*Extrait proposé*:

..........

Le politique, l'artiste et le gestionnaire
(re)configurations locales et (dé)politisation de la culture
Vincent Dubois
Clément Bastien
Audrey Freyermuth
Kévin Matz
ISBN 978-2-36512-003-6 : 22 €
Cet ouvrage collectif aborde quelques grands thèmes qui intéressent toutes les personnes concernées par les politiques culturelles locales : les acteurs (et leur positionnement respectif), leur poids, les registres successifs de légitimation, l’effacement de la politique.
Dans les trois premiers chapitres, déjà publiés ailleurs, Vincent Dubois reprend certains de ces thèmes à partir d’études locales. Le rôle historique de la Fédération nationale des collectivités territoriales pour la culture (FNCC), l’exemple de la ville de Givors (Isère), celui de Bron (Rhône) lui permettent de tirer des éléments explicatifs de l’évolution des registres culturels et de la montée en puissance de l’administration locale de la culture. Comment le socioculturel s’est effacé, comment le traitement de la culture s’est « désocialisé » (a quitté le registre social), comment les administrateurs culturels se sont autonomisés par rapport au politique (non seulement en se professionnalisant mais aussi en mobilisant des ressources externes), comment « la politique culturelle municipale est [devenue] désormais l’apanage de spécialistes, loin des militants qui en avaient constitué la base ».

..........

*Matériel fourni*:
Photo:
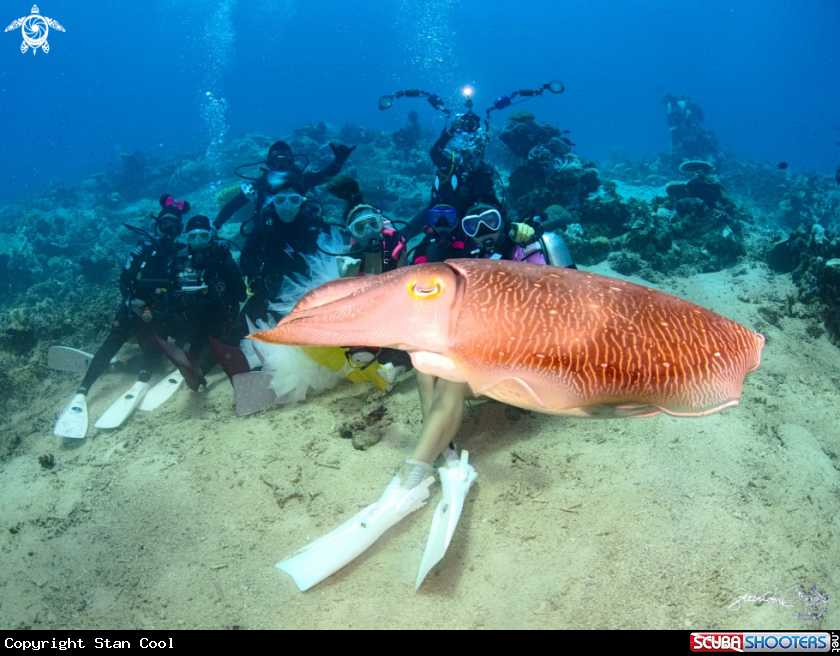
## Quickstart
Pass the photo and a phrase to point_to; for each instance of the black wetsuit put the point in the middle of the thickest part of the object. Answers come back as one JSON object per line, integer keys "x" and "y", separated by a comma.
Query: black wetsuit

..........

*Travail à faire*:
a - Selon l'extrait sur les politiques culturelles locales, comment les administrateurs culturels se sont-ils autonomisés par rapport au politique ? Répondez en une à trois phrases.
b - Relevez mot pour mot, dans l'extrait sur les politiques culturelles locales, le passage qui va de « Le politique, l'artiste » jusqu'à « de la politique. » inclus.

*En réponse*:
a - Les administrateurs culturels se sont autonomisés par rapport au politique en se professionnalisant. Ils y sont aussi parvenus en mobilisant des ressources externes.

b -
Le politique, l'artiste et le gestionnaire
(re)configurations locales et (dé)politisation de la culture
Vincent Dubois
Clément Bastien
Audrey Freyermuth
Kévin Matz
ISBN 978-2-36512-003-6 : 22 €
Cet ouvrage collectif aborde quelques grands thèmes qui intéressent toutes les personnes concernées par les politiques culturelles locales : les acteurs (et leur positionnement respectif), leur poids, les registres successifs de légitimation, l’effacement de la politique.